* Begin *
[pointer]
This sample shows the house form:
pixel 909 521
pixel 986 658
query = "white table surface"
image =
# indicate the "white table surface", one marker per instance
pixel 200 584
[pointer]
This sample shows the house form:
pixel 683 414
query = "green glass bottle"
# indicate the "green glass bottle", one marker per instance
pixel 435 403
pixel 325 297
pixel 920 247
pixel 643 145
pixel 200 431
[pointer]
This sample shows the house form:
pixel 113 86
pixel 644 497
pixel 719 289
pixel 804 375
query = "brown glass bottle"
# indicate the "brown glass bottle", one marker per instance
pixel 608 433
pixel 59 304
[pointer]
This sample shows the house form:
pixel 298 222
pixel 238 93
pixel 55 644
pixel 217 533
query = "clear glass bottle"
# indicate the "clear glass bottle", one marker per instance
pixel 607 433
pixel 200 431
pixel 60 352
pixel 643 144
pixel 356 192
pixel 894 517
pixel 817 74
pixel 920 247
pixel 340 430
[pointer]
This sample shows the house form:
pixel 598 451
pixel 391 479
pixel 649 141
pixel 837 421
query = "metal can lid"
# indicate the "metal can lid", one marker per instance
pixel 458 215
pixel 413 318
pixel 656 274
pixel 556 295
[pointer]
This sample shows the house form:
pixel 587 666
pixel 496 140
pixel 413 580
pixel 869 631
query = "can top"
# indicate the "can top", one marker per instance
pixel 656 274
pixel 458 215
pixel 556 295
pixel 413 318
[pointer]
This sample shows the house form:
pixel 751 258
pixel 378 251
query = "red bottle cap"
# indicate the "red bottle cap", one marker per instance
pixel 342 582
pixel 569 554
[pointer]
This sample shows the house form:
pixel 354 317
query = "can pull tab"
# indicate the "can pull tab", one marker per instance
* End *
## Task instructions
Reproduce the data above line for line, starting at its first line and ending with the line that contains "pixel 569 554", both ends included.

## Output for this exercise
[pointer]
This sample shows the house form:
pixel 909 521
pixel 986 658
query = "white table surface"
image =
# indicate the "white table surface", one marker per instance
pixel 200 584
[pointer]
This sample shows the house form:
pixel 683 414
query = "green glass bottle"
# indicate the "green glass bottle", one marker per instance
pixel 435 403
pixel 325 297
pixel 920 247
pixel 643 145
pixel 200 431
[pointer]
This sample shows the house form:
pixel 113 86
pixel 644 497
pixel 719 289
pixel 804 375
query = "brown glass bottle"
# indicate the "brown glass bottle", one marker per instance
pixel 608 433
pixel 59 304
[pointer]
This sample shows the house form:
pixel 298 222
pixel 238 93
pixel 55 644
pixel 217 533
query = "clear glass bottle"
# indicate the "clear glass bottle", one marker per instance
pixel 607 433
pixel 200 431
pixel 60 352
pixel 643 144
pixel 356 192
pixel 894 517
pixel 817 74
pixel 920 247
pixel 340 430
[pointer]
This sample shows the house form:
pixel 598 451
pixel 391 479
pixel 649 141
pixel 837 421
query = "metal can lid"
# indicate the "metal can lid", one marker per instance
pixel 458 215
pixel 413 318
pixel 656 274
pixel 556 295
[pointer]
This sample shows the house form:
pixel 587 666
pixel 496 140
pixel 413 580
pixel 869 631
query = "can top"
# indicate the "can top", one marker per instance
pixel 656 274
pixel 458 215
pixel 556 295
pixel 413 318
[pointer]
This sample shows the house form:
pixel 751 258
pixel 378 251
query = "red bottle cap"
# indicate the "red bottle cap", one marker per instance
pixel 342 582
pixel 569 554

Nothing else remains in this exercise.